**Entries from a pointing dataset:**
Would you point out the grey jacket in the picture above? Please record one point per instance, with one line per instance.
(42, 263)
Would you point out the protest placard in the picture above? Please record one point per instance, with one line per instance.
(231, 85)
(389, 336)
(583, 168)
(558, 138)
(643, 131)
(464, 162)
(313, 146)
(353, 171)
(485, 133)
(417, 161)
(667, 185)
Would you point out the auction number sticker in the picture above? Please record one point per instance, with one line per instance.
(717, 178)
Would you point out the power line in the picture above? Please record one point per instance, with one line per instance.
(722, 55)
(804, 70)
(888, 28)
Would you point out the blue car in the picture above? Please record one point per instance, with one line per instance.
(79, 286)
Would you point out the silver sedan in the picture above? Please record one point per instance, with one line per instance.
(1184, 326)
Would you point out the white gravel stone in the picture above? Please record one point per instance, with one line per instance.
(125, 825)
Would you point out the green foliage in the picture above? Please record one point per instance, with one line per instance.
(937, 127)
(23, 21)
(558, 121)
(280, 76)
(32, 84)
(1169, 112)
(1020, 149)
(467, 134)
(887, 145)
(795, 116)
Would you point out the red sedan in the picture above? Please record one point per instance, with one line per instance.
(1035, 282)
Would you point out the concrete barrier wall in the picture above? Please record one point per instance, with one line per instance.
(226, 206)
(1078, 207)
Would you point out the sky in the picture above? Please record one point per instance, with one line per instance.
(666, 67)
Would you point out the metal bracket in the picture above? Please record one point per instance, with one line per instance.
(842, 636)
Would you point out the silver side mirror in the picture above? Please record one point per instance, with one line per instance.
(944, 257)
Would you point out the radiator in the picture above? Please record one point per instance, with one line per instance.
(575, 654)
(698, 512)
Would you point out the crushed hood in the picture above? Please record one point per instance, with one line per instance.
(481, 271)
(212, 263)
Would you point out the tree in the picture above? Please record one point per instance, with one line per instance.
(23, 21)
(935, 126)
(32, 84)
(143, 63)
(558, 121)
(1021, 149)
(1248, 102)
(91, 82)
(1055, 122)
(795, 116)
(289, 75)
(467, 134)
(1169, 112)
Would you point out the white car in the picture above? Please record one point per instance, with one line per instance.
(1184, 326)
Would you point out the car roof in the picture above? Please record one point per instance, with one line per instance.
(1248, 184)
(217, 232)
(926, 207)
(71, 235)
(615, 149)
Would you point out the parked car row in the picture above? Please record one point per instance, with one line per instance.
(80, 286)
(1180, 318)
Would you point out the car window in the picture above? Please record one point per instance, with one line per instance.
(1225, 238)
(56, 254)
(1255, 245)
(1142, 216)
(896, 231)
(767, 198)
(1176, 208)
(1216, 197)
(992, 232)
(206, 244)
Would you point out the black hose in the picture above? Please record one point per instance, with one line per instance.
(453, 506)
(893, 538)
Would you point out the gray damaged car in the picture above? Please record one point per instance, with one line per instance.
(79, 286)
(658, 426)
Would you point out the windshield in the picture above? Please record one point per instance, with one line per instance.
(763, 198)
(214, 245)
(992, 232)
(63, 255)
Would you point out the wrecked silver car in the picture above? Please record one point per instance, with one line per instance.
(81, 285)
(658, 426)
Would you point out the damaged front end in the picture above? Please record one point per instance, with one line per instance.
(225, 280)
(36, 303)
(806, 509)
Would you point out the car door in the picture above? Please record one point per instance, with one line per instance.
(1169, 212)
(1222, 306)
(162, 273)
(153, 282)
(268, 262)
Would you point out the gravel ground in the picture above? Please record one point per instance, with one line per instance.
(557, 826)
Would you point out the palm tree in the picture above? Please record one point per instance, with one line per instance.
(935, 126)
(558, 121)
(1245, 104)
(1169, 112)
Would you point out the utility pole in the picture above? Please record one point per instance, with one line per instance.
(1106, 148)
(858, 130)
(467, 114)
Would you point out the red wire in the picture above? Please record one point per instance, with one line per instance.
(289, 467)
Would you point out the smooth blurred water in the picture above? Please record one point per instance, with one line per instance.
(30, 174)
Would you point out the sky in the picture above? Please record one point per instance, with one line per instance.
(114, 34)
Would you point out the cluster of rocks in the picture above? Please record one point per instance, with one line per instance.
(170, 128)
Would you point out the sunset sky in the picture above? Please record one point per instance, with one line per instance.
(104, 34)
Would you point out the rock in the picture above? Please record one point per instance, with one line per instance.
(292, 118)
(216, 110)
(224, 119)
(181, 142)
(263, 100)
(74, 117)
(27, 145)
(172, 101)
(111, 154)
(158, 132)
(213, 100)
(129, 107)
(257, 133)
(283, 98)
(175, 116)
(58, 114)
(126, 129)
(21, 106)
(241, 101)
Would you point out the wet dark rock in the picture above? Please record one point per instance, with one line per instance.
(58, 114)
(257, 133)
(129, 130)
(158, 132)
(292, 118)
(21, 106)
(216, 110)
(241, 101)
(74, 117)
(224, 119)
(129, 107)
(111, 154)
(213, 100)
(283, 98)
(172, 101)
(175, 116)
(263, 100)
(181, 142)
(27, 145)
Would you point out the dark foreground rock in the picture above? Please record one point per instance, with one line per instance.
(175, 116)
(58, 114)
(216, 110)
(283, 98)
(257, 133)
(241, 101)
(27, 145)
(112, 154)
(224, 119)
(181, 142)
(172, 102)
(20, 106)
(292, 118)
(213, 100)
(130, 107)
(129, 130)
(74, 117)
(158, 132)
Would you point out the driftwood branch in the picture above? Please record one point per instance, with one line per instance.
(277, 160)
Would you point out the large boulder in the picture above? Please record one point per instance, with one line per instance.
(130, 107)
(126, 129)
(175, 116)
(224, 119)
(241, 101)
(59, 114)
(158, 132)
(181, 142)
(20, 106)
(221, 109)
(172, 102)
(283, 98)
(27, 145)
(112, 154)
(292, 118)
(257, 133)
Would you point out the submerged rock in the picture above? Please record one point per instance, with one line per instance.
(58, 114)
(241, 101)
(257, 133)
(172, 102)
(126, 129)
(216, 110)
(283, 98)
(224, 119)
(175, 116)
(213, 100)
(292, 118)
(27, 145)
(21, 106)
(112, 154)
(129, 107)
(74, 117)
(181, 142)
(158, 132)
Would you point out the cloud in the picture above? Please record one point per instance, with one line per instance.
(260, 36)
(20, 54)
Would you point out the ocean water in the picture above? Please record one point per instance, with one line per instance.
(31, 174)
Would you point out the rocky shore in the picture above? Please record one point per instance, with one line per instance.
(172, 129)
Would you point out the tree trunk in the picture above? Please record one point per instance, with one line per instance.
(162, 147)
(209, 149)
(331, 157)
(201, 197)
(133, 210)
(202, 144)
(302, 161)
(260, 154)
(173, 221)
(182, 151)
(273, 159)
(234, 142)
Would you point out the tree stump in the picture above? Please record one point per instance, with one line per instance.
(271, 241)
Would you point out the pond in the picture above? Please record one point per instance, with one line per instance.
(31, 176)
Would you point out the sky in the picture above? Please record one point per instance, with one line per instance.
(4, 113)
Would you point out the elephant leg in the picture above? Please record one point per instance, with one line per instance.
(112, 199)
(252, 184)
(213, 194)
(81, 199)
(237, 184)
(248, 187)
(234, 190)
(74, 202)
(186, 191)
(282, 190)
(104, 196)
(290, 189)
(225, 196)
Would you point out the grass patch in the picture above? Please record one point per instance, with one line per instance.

**EXERCISE DIRECTIONS:** Quote each line of the listing above exactly.

**ANSWER TO THIS EXERCISE:**
Would you point out the grey jacket in the picture above? Please record one point per instance, with one line per instance.
(42, 263)
Would you point out the protest placard in the picture above? Please record one point per instance, with one line per instance.
(231, 85)
(389, 336)
(583, 168)
(558, 138)
(643, 131)
(464, 162)
(313, 146)
(353, 171)
(485, 133)
(417, 161)
(667, 185)
Would you point out the auction number sticker in the picture above? Please record one point per instance, with one line per instance.
(717, 178)
Would you point out the power line in the picture above? Please record one point per instance, with one line per instance.
(722, 55)
(804, 70)
(888, 28)
Would you point out the blue car in the picture above? Please record one point per instance, with one line per instance.
(79, 286)
Would you point out the silver sedan in the picture above? Please record one point per instance, with one line per instance.
(1184, 326)
Would you point out the white gravel stone in the picture above? Please record one point per instance, with one line per instance.
(125, 825)
Would you point out the green foliage in the picture above? Please record one point per instance, with one line per instance.
(937, 127)
(23, 21)
(558, 121)
(280, 76)
(32, 84)
(1169, 112)
(1020, 149)
(467, 134)
(887, 145)
(795, 116)
Would you point out the red sedan in the picture above? Please record one point per instance, with one line per instance.
(1035, 282)
Would you point out the concrete barrier wall in the picture above? Please record one point per instance, with one line per instance.
(226, 206)
(1078, 207)
Would you point out the sky in the picture above? Please record one point per instance, with one line per instance.
(666, 67)
Would you point out the metal bracket in the picture above? Please record one point per instance, with one line per instance.
(842, 636)
Would you point out the silver side mirror in the picture above? Please record one point per instance, with one line per instance.
(944, 257)
Would you point out the radiator in the picture above? Please record one point per instance, with one line per instance.
(575, 654)
(698, 512)
Would you point out the crushed hood in the picture above? Please record one point per instance, with one line per instance.
(481, 271)
(212, 263)
Would you point out the tree in the picture above? Please record one point per instance, with one line per instance.
(23, 21)
(935, 126)
(32, 84)
(143, 63)
(558, 121)
(1021, 149)
(1248, 102)
(91, 82)
(1055, 122)
(795, 116)
(289, 75)
(467, 134)
(1169, 112)
Would you point out the white car in the picture above? Please record one point per instance, with one line per instance.
(1184, 326)
Would you point out the car roof in the picture above? Please record one point per instance, with one line per instance.
(1248, 184)
(217, 232)
(926, 207)
(71, 235)
(615, 149)
Would you point out the parked car row in the picture above? Please record one point per instance, with one line per instance.
(80, 286)
(1180, 318)
Would you point out the car window in the picture above? Please record one point per instance, with one line per instance.
(1225, 238)
(56, 254)
(1255, 245)
(1142, 216)
(896, 231)
(767, 198)
(1176, 208)
(1216, 197)
(992, 232)
(206, 244)
Would you point out the black hose in the picture above? Please record one point per instance, with one line per instance.
(453, 506)
(893, 538)
Would you point out the gray damaged car in the picture above? Please record one point per instance, with one line per instance.
(79, 286)
(658, 426)
Would you point out the windshield in the picture above? Please record one point per instance, with one line per instance.
(763, 198)
(214, 245)
(992, 232)
(63, 255)
Would you point out the wrecked silver car in the picture above? Please record one point per instance, with one line per instance.
(81, 285)
(658, 426)
Would you point out the damaged front end in the picture above? Please record one point per instance, with one line per instance.
(225, 280)
(36, 303)
(806, 509)
Would you point out the car door in the picture above? Please record one point per instance, with one line per instance.
(1169, 212)
(1222, 306)
(162, 273)
(153, 282)
(268, 262)
Would you point out the gravel ground in the picture above? Please record one point per instance, with one line per instance.
(557, 826)
Would you point out the palm tree in the picture above? Please record one point per instance, with one line per instance.
(935, 126)
(558, 121)
(1245, 104)
(1169, 112)
Would you point out the utility pole in the picture above? Please record one point per instance, with one line per instance.
(1106, 148)
(858, 130)
(467, 114)
Would you point out the red wire in the picture above? Please record one point per instance, with one line per instance.
(289, 467)
Would you point out the smooth blurred water in the picture above? Please record one point per instance, with one line per instance.
(30, 174)
Would you point out the sky in the picture above? Please record one point per instance, with one line per instance.
(114, 34)
Would you point out the cluster of rocks in the picture above? Please record one point per instance, with one line per instance.
(170, 128)
Would you point out the sunset sky in the picture above? Please record one point per instance, with one line per instance.
(104, 34)
Would you point out the rock in the picture above? Please record one point per instance, with one line per instance.
(292, 118)
(216, 110)
(224, 119)
(181, 142)
(263, 100)
(74, 117)
(27, 145)
(172, 101)
(111, 154)
(158, 132)
(213, 100)
(129, 107)
(257, 133)
(283, 98)
(175, 116)
(58, 114)
(126, 129)
(21, 106)
(241, 101)
Would you point out the wet dark rock in the picture above? Please record one point per instance, with one line per instance.
(58, 114)
(257, 133)
(129, 130)
(158, 132)
(292, 118)
(21, 106)
(216, 110)
(241, 101)
(74, 117)
(224, 119)
(129, 107)
(111, 154)
(213, 100)
(283, 98)
(172, 101)
(175, 116)
(263, 100)
(181, 142)
(27, 145)
Would you point out the dark foreground rock in the picture above? Please record one point per instance, with one line per instance.
(175, 116)
(58, 114)
(216, 110)
(283, 98)
(257, 133)
(241, 101)
(27, 145)
(112, 154)
(224, 119)
(181, 142)
(172, 102)
(20, 106)
(292, 118)
(213, 100)
(130, 107)
(129, 130)
(74, 117)
(158, 132)
Would you point out the driftwood branch in the picture above? Please record one point per instance, with one line per instance.
(277, 160)
Would you point out the large boulder in the picture above? Please record one point per instance, with one line per instance.
(130, 107)
(126, 129)
(175, 116)
(224, 119)
(241, 101)
(59, 114)
(158, 132)
(181, 142)
(20, 106)
(221, 109)
(172, 102)
(283, 98)
(27, 145)
(112, 154)
(292, 118)
(257, 133)
Would you point out the submerged rock in the picture above? Please record one point per instance, with one line per instance.
(58, 114)
(241, 101)
(257, 133)
(172, 102)
(126, 129)
(216, 110)
(283, 98)
(224, 119)
(175, 116)
(213, 100)
(292, 118)
(27, 145)
(21, 106)
(112, 154)
(129, 107)
(74, 117)
(181, 142)
(158, 132)
Would you point out the cloud in the picture above? Please record one point per instance, with one line per instance.
(260, 36)
(20, 54)
Would you point out the ocean water in the picture above? Please record one point per instance, with one line per instance.
(31, 174)
Would you point out the rocky shore in the picture above? Please record one point per instance, with one line per instance.
(172, 129)
Would you point out the tree trunk in the picture above? Please record one point per instance, with one line per instance.
(162, 147)
(209, 149)
(331, 157)
(201, 197)
(133, 210)
(202, 144)
(302, 161)
(260, 154)
(173, 221)
(182, 151)
(273, 159)
(234, 142)
Would you point out the tree stump in the picture above? Please record one point per instance, with one line per instance.
(271, 241)
Would you point out the pond in the picture above? Please record one point per instance, with one line per instance.
(31, 176)
Would you point out the sky in the picture above? Please record one point per instance, with one line per instance.
(4, 113)
Would you point out the elephant leg in the picture above? Please record one point per instance, with one line per instance.
(112, 199)
(252, 184)
(213, 194)
(81, 199)
(237, 184)
(248, 187)
(234, 190)
(74, 202)
(186, 191)
(282, 190)
(104, 196)
(290, 189)
(225, 196)
Would you point out the grass patch in the picture above? Please record one point per instance, with one line per instance.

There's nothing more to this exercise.